EXERCISE OBJECTIVE
Copy only the records starting at the line containing "Cam-trap alert: motion was detected. Identify sunset" and ending at the line containing "3, 197, 367, 222", substituting "infrared" for every "night-vision" and leaving everything else unchanged.

EXTRACTED DATA
---------------

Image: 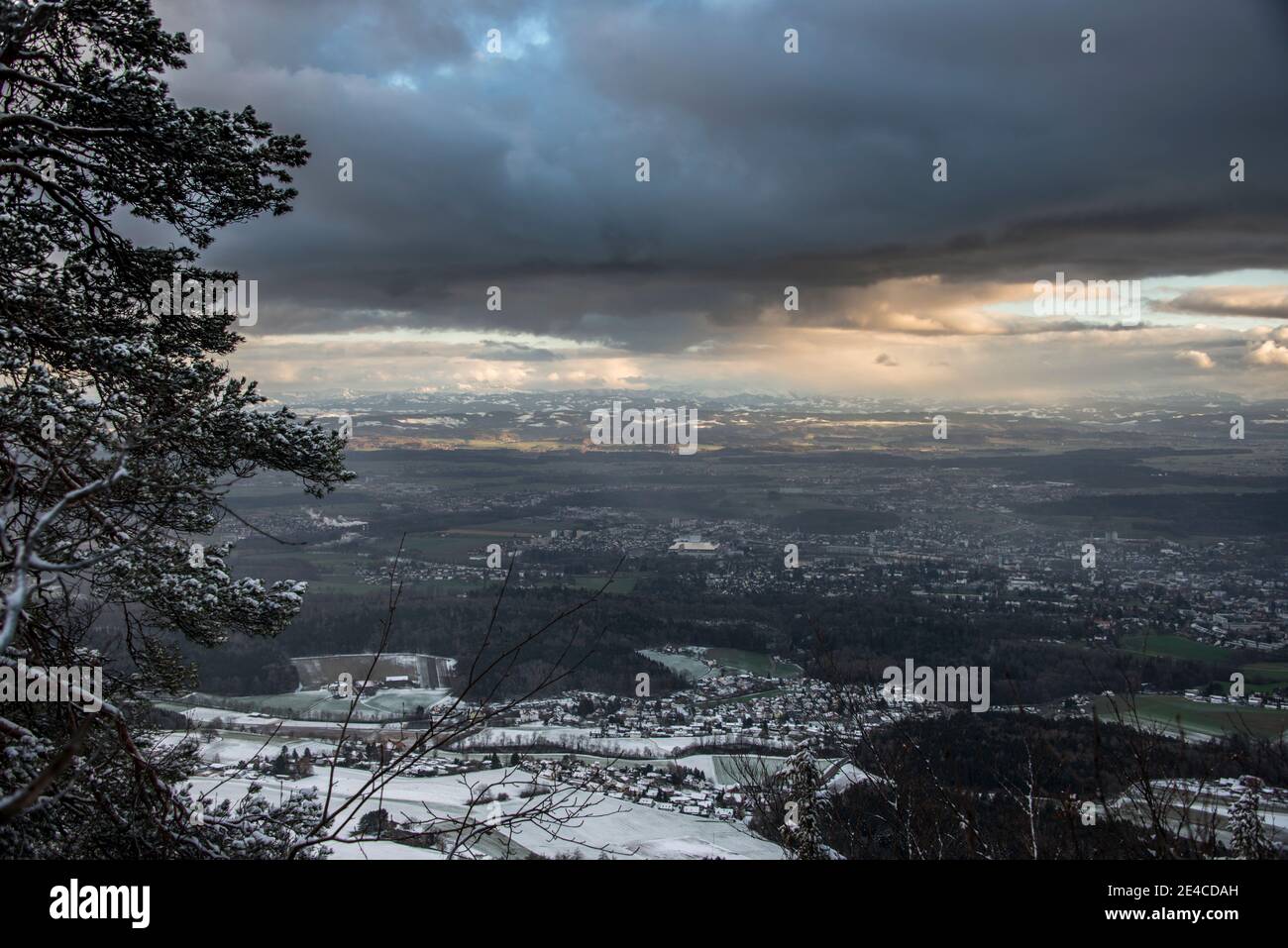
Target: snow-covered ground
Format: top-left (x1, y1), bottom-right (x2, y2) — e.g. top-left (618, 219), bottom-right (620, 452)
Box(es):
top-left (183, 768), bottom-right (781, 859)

---------------

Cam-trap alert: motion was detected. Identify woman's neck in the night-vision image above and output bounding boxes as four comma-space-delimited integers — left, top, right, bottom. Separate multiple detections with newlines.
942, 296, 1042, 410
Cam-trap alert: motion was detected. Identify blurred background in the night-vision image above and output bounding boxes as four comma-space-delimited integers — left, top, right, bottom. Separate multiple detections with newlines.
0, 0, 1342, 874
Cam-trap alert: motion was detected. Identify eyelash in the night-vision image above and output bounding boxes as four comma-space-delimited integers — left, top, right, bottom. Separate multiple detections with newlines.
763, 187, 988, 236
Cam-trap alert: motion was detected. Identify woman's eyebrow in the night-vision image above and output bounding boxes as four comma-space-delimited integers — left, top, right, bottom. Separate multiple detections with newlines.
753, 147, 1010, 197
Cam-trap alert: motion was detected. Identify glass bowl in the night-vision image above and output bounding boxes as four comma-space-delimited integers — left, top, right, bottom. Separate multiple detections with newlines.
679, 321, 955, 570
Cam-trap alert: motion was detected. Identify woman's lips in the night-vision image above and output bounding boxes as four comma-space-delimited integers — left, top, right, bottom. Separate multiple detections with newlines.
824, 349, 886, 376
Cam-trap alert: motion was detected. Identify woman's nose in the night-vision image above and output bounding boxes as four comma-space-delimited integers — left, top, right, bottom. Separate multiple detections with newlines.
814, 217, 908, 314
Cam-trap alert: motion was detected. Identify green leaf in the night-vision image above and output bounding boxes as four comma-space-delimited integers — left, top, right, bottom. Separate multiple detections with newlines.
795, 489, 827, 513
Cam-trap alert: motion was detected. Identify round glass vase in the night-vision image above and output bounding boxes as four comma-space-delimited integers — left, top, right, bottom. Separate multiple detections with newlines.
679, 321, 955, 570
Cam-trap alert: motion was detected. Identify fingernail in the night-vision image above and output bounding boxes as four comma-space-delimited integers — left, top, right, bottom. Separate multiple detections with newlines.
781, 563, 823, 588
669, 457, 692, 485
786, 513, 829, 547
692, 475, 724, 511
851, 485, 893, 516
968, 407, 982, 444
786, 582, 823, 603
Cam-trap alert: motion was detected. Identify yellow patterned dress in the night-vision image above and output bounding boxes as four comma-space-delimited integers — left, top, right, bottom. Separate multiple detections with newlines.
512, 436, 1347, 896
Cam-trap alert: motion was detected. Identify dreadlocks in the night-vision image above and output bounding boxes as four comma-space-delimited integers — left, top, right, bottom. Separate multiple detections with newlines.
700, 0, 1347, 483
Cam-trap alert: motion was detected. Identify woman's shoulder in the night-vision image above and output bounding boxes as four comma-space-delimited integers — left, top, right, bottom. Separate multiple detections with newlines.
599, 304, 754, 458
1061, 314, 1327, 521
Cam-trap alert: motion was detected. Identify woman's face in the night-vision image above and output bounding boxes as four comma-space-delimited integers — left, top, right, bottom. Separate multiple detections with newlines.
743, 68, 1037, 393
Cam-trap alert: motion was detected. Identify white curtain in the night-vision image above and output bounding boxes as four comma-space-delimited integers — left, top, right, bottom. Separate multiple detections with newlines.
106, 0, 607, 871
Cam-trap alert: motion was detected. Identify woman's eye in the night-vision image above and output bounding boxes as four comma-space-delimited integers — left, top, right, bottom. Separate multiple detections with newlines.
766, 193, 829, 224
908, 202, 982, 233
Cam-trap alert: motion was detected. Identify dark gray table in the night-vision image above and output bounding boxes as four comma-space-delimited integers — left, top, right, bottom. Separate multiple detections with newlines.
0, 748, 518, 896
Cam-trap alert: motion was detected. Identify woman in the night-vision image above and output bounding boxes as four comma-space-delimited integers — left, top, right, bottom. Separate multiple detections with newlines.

---------------

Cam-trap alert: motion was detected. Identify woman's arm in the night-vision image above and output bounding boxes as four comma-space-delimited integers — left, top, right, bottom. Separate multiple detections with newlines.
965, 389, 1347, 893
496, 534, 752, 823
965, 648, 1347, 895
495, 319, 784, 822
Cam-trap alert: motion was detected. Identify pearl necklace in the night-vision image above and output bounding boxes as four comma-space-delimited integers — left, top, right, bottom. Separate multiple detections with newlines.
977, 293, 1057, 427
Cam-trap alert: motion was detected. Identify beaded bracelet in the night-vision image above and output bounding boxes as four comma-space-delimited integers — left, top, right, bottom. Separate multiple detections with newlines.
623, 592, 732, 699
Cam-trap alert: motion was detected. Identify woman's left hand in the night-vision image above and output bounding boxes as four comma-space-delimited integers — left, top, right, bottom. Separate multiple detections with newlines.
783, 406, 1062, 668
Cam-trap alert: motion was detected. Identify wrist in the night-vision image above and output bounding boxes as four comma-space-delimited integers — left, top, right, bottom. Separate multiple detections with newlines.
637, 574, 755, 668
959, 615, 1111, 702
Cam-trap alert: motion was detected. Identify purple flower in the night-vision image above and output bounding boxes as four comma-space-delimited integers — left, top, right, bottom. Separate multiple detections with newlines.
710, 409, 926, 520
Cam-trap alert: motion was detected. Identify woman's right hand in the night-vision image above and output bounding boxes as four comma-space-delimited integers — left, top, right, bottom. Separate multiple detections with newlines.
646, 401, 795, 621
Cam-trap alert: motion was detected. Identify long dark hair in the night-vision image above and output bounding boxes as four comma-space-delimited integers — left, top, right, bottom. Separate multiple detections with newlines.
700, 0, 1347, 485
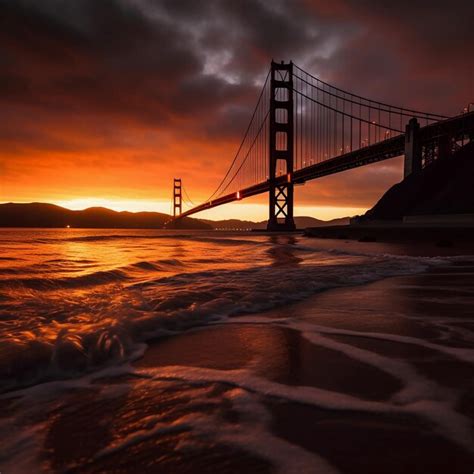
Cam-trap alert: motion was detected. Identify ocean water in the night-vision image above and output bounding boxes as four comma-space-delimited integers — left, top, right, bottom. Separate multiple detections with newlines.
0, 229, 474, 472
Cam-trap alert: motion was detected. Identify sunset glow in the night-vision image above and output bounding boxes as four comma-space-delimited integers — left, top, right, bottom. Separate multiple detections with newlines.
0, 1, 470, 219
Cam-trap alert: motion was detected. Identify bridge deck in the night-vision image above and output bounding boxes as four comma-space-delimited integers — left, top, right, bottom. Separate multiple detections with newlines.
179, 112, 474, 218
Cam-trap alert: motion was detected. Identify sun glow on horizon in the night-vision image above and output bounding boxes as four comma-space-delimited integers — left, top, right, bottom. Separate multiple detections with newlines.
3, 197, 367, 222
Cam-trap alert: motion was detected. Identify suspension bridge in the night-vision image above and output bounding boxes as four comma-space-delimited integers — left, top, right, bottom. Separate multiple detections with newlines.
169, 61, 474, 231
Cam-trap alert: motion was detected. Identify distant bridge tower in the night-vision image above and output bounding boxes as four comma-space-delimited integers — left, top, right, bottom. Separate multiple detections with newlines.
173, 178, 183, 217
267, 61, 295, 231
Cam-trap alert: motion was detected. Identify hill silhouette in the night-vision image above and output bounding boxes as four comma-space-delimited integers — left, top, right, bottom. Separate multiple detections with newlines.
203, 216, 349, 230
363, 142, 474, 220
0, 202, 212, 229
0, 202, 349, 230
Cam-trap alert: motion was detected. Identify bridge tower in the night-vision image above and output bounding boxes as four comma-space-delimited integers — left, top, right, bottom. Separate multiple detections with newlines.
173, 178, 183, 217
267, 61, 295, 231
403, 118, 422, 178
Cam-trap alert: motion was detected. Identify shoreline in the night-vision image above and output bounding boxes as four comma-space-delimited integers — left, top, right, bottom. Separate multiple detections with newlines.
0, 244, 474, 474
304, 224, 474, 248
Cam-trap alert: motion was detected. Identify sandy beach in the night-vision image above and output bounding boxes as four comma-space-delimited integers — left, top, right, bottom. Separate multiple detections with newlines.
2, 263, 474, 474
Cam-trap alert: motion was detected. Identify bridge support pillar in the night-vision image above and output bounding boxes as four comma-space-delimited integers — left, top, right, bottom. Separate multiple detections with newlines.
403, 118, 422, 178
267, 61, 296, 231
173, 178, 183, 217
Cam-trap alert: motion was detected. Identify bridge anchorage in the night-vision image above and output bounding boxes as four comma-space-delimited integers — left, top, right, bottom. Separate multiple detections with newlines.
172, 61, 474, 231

---------------

SOLUTION BELOW
Cam-trap alert: motion was detected. Identify sunset glow in the infrared image above and output bounding boxes as four comma-space-delimited integers — left, top, right, bottom. Separate multiple detections with newlines.
0, 1, 470, 219
Cam-trap alert: motion was detected. Identify bridge deck in the infrared image above and output bounding boxes as four comma-space-delimited integers — left, top, right, bottom. Separate multiple detections with newlines.
179, 112, 474, 218
Cam-trap alert: motion was detected. Identify sun glow on horizon in the infrared image above and output bounding boxes as four comma-space-delimited integers — left, top, right, bottom. Separate multiple detections with newlines.
3, 197, 367, 222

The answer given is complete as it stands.